--- Task input ---
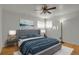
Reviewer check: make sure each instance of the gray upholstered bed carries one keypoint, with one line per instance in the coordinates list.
(37, 45)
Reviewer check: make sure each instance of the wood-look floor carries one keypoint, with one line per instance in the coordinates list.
(11, 49)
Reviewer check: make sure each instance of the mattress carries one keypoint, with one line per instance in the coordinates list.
(37, 45)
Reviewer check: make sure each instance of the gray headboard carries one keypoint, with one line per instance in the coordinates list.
(20, 33)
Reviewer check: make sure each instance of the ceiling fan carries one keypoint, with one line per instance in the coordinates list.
(45, 9)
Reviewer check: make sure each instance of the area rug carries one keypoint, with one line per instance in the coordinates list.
(64, 51)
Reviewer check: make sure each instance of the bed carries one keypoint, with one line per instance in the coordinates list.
(32, 43)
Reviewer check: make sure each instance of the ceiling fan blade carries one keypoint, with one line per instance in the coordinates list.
(51, 8)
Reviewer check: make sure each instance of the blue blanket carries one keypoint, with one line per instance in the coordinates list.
(37, 45)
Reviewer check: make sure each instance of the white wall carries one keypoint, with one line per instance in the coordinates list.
(71, 29)
(11, 22)
(0, 29)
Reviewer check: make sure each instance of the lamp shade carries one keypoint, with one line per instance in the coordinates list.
(43, 31)
(12, 32)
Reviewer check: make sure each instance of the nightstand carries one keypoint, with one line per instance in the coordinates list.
(11, 42)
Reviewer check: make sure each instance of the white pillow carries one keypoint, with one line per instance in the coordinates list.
(22, 40)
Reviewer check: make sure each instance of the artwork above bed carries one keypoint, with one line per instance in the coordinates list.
(26, 24)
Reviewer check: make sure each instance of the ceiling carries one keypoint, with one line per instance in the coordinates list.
(62, 9)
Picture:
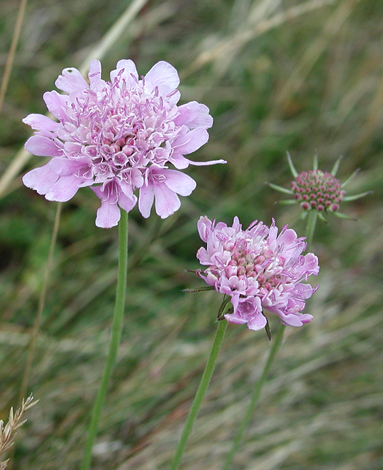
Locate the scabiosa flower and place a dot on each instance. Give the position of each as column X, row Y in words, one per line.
column 318, row 190
column 258, row 269
column 118, row 136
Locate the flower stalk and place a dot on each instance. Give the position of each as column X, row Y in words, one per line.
column 275, row 345
column 114, row 341
column 203, row 386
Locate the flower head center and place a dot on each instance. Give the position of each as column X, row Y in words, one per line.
column 255, row 263
column 318, row 190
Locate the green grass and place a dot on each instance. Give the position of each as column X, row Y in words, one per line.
column 310, row 84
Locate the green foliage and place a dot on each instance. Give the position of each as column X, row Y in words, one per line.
column 311, row 84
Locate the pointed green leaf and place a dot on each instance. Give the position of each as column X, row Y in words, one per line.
column 356, row 196
column 280, row 188
column 291, row 165
column 336, row 166
column 350, row 178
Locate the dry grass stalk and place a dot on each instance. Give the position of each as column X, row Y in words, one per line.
column 8, row 433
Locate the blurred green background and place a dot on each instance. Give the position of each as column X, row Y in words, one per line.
column 277, row 75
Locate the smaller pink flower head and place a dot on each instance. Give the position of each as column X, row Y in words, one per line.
column 259, row 269
column 118, row 136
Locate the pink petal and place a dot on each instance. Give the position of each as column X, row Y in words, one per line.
column 194, row 115
column 108, row 215
column 191, row 141
column 257, row 322
column 94, row 74
column 41, row 179
column 179, row 182
column 71, row 80
column 40, row 122
column 204, row 226
column 56, row 104
column 42, row 146
column 126, row 199
column 164, row 76
column 65, row 167
column 231, row 318
column 145, row 201
column 129, row 69
column 64, row 189
column 166, row 201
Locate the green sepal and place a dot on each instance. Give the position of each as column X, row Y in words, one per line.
column 350, row 178
column 291, row 165
column 288, row 202
column 199, row 289
column 322, row 217
column 344, row 216
column 267, row 329
column 222, row 309
column 280, row 188
column 315, row 162
column 357, row 196
column 336, row 166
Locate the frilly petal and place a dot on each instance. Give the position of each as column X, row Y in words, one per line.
column 71, row 81
column 164, row 76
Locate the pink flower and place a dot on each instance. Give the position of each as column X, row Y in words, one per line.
column 118, row 136
column 258, row 269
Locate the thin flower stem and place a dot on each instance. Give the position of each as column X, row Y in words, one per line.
column 40, row 308
column 114, row 341
column 256, row 394
column 203, row 386
column 310, row 228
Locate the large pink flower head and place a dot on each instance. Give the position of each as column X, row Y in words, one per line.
column 118, row 136
column 258, row 269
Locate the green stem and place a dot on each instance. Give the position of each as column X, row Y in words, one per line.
column 256, row 393
column 310, row 228
column 203, row 386
column 114, row 340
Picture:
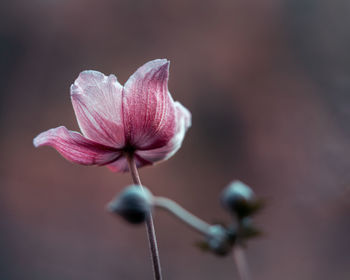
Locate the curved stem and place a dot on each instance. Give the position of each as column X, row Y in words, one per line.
column 182, row 214
column 241, row 262
column 149, row 223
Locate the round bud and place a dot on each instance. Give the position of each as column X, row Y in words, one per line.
column 239, row 199
column 134, row 204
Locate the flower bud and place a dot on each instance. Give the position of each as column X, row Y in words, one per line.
column 220, row 240
column 239, row 199
column 134, row 204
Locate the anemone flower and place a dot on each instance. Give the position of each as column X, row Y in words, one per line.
column 139, row 119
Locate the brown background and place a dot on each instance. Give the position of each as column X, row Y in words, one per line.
column 268, row 85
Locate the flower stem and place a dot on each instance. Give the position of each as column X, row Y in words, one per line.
column 151, row 234
column 241, row 262
column 182, row 214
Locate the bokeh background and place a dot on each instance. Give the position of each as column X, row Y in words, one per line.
column 268, row 85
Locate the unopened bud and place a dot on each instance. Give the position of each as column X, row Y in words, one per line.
column 239, row 199
column 134, row 204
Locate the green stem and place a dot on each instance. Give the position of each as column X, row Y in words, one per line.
column 151, row 234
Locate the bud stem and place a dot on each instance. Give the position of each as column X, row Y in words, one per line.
column 241, row 262
column 182, row 214
column 151, row 234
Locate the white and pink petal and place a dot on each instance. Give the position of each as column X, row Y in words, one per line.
column 183, row 123
column 149, row 111
column 76, row 148
column 97, row 102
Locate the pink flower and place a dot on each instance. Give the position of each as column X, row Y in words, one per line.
column 139, row 118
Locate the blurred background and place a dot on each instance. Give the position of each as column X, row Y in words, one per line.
column 268, row 85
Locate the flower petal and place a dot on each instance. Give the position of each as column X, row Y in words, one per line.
column 97, row 102
column 76, row 148
column 121, row 165
column 183, row 123
column 149, row 112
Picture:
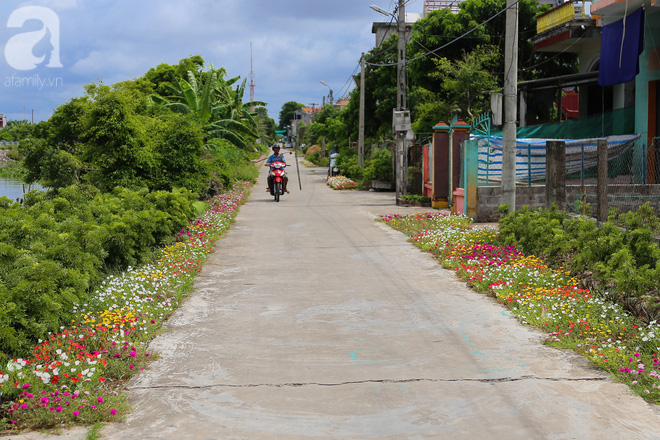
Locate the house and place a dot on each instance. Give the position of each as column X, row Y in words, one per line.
column 619, row 79
column 637, row 19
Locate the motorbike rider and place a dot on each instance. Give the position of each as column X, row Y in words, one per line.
column 275, row 157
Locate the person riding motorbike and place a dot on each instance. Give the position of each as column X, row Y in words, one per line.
column 275, row 157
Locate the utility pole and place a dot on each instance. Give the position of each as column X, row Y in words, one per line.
column 401, row 123
column 401, row 103
column 510, row 106
column 361, row 123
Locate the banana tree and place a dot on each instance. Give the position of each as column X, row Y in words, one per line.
column 213, row 101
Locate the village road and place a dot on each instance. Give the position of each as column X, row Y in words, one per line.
column 312, row 321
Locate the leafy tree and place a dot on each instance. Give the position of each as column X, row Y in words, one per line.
column 467, row 81
column 160, row 77
column 117, row 150
column 287, row 113
column 215, row 104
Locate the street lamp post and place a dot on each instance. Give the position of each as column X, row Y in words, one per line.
column 400, row 115
column 332, row 101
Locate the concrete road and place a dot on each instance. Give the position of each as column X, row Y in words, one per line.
column 312, row 321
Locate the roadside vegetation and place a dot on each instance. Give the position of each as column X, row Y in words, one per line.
column 142, row 177
column 593, row 291
column 459, row 77
column 75, row 375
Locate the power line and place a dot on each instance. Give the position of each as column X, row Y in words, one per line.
column 449, row 43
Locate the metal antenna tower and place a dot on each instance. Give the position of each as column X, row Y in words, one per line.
column 251, row 77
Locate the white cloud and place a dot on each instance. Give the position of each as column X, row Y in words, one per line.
column 296, row 43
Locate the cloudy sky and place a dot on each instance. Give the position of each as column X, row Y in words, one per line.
column 51, row 48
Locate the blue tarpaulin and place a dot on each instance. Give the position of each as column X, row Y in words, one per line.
column 621, row 44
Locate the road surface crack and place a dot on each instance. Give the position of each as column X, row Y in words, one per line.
column 370, row 381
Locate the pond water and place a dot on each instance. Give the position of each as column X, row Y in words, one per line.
column 14, row 188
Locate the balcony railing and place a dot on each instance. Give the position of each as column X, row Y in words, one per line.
column 561, row 14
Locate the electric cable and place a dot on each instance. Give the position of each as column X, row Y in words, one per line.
column 449, row 43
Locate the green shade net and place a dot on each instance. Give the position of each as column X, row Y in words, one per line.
column 621, row 121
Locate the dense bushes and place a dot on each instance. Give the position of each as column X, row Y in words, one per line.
column 58, row 247
column 620, row 258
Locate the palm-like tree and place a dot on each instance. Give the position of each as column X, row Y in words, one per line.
column 213, row 102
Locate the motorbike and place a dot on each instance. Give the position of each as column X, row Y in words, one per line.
column 277, row 172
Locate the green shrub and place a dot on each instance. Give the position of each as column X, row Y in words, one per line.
column 623, row 261
column 55, row 250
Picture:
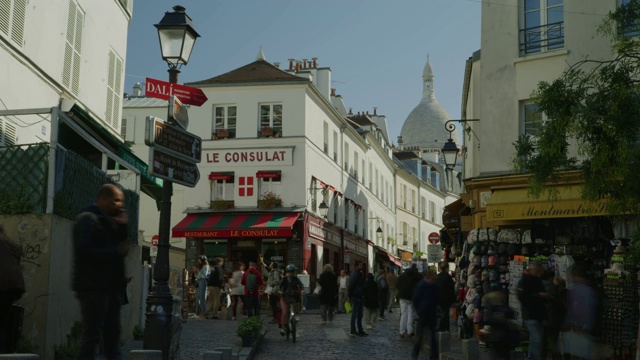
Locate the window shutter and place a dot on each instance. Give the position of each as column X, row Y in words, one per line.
column 17, row 23
column 5, row 11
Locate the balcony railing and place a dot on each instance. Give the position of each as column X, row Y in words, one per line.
column 541, row 38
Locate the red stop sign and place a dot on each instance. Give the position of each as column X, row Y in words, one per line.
column 434, row 238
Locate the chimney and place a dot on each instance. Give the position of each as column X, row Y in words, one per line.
column 137, row 89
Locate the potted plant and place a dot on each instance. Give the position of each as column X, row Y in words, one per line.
column 249, row 329
column 267, row 131
column 269, row 200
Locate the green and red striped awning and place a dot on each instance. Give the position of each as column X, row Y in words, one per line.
column 211, row 226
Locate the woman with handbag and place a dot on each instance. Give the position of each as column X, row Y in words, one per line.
column 273, row 281
column 328, row 283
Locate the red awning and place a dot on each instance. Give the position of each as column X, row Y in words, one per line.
column 212, row 226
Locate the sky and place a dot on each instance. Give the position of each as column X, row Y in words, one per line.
column 376, row 49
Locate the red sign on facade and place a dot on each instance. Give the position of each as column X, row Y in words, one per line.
column 163, row 90
column 434, row 238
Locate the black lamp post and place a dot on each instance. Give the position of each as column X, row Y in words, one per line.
column 162, row 327
column 450, row 149
column 323, row 208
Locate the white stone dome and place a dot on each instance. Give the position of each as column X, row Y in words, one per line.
column 424, row 127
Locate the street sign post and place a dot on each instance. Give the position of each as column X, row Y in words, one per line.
column 172, row 168
column 172, row 140
column 178, row 113
column 163, row 90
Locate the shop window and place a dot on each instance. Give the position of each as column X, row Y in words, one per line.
column 224, row 122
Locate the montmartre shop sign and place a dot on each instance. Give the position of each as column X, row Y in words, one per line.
column 249, row 156
column 323, row 234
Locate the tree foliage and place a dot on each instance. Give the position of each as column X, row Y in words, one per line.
column 594, row 104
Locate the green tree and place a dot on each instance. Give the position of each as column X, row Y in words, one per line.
column 596, row 103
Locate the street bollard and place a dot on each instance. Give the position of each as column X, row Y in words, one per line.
column 145, row 355
column 226, row 353
column 212, row 355
column 470, row 349
column 444, row 341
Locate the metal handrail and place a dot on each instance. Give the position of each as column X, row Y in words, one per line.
column 539, row 38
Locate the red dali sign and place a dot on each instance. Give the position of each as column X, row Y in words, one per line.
column 163, row 90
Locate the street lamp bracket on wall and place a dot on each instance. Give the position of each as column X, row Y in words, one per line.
column 450, row 149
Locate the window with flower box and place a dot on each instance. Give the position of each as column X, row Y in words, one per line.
column 222, row 190
column 224, row 122
column 270, row 121
column 270, row 188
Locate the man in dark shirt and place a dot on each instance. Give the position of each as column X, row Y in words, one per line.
column 532, row 299
column 356, row 293
column 447, row 294
column 425, row 302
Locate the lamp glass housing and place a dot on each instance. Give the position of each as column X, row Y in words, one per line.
column 177, row 36
column 323, row 209
column 450, row 152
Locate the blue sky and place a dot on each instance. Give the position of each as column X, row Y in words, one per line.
column 376, row 49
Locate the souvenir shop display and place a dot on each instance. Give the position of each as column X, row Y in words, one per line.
column 620, row 304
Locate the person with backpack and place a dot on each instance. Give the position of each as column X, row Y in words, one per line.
column 214, row 286
column 383, row 293
column 252, row 281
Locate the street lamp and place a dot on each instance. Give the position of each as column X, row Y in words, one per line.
column 177, row 37
column 379, row 233
column 323, row 209
column 162, row 328
column 450, row 149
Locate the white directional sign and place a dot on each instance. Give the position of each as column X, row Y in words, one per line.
column 172, row 140
column 172, row 168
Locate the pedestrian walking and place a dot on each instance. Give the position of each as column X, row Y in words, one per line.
column 273, row 282
column 406, row 284
column 214, row 288
column 426, row 302
column 99, row 249
column 11, row 286
column 202, row 277
column 447, row 295
column 392, row 282
column 252, row 281
column 237, row 290
column 356, row 293
column 343, row 291
column 328, row 282
column 532, row 298
column 383, row 293
column 370, row 301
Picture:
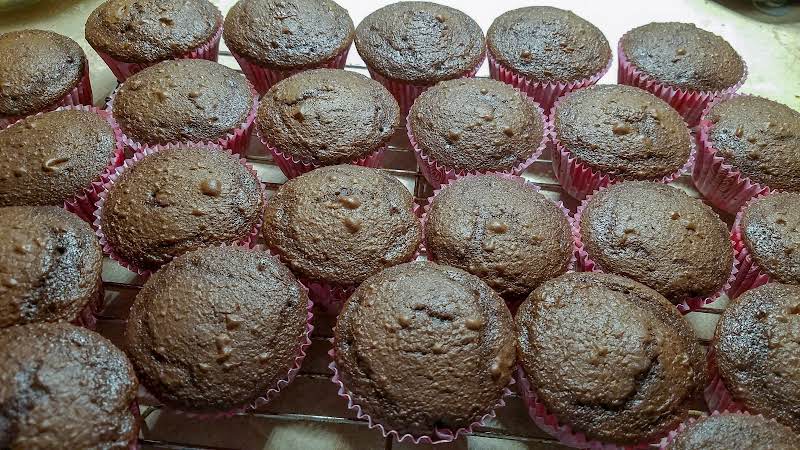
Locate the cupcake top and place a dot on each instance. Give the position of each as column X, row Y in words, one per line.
column 735, row 432
column 177, row 200
column 609, row 357
column 187, row 100
column 49, row 158
column 476, row 125
column 37, row 69
column 501, row 230
column 341, row 224
column 288, row 34
column 221, row 350
column 658, row 236
column 420, row 42
column 769, row 228
column 50, row 265
column 64, row 386
column 623, row 131
column 756, row 346
column 683, row 56
column 146, row 31
column 328, row 116
column 548, row 44
column 759, row 138
column 424, row 347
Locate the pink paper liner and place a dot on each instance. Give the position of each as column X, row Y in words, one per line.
column 264, row 78
column 422, row 212
column 79, row 95
column 249, row 241
column 750, row 275
column 579, row 179
column 293, row 370
column 292, row 167
column 439, row 437
column 665, row 442
column 716, row 394
column 438, row 175
column 721, row 184
column 405, row 92
column 122, row 70
column 553, row 426
column 543, row 93
column 689, row 103
column 236, row 141
column 589, row 265
column 82, row 203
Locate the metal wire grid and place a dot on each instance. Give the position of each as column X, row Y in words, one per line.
column 405, row 169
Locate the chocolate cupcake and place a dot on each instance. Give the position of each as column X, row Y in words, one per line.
column 57, row 157
column 606, row 359
column 185, row 101
column 500, row 229
column 733, row 432
column 767, row 242
column 273, row 39
column 325, row 117
column 410, row 46
column 468, row 126
column 40, row 71
column 610, row 133
column 50, row 263
column 338, row 225
column 658, row 236
column 754, row 355
column 169, row 202
column 424, row 350
column 684, row 65
column 131, row 35
column 546, row 52
column 63, row 386
column 748, row 147
column 219, row 351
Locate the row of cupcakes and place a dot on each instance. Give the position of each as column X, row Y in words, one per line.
column 436, row 340
column 543, row 51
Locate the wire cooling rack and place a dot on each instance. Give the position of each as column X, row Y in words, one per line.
column 512, row 426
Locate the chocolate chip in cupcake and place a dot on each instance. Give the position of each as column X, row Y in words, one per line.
column 622, row 131
column 188, row 100
column 758, row 138
column 149, row 31
column 420, row 42
column 659, row 236
column 422, row 347
column 683, row 56
column 37, row 69
column 222, row 350
column 476, row 125
column 50, row 265
column 734, row 432
column 342, row 224
column 177, row 200
column 288, row 34
column 609, row 357
column 50, row 158
column 501, row 230
column 326, row 117
column 756, row 346
column 63, row 386
column 769, row 228
column 548, row 45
---
Output the lines from the line containing "Locate the wire" to the end, both included; add nothing.

## Response to the exercise
Locate the wire cooling rack and place a dot on each instance. Give the position of each as column X, row Y in words, one per line.
column 512, row 426
Locate the chocolate chip in cupcake and place a dot on each instance. Give the position of each as column X, row Y in words, one per line.
column 622, row 131
column 188, row 100
column 758, row 138
column 149, row 31
column 420, row 42
column 659, row 236
column 422, row 347
column 683, row 56
column 37, row 69
column 222, row 350
column 476, row 125
column 50, row 265
column 734, row 432
column 342, row 224
column 177, row 200
column 288, row 34
column 609, row 357
column 50, row 158
column 501, row 230
column 326, row 117
column 756, row 346
column 63, row 386
column 769, row 228
column 548, row 45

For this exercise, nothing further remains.